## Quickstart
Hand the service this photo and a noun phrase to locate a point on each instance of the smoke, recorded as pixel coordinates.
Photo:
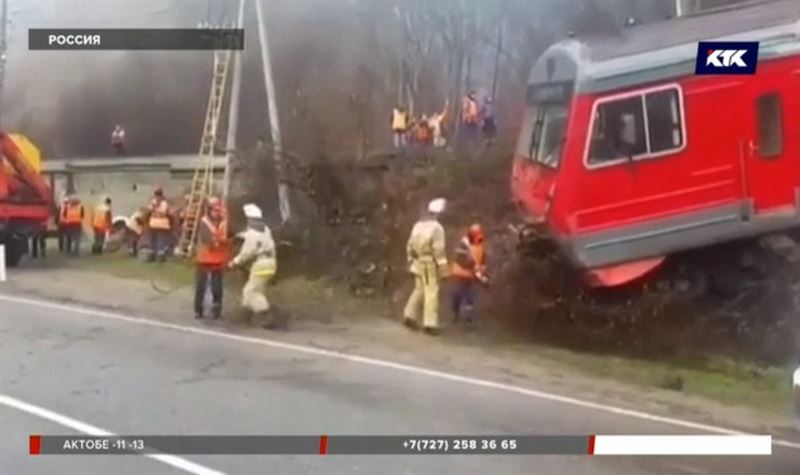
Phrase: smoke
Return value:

════

**WORK REQUEST:** All of the material above should be output exactly, with the pictures left behind.

**TASK SOLUTION:**
## Quickstart
Hand the service this photo and a noun phrase to locate a point on each instance of the smoke, recorded as pixel coordinates.
Photo:
Phrase: smoke
Return value:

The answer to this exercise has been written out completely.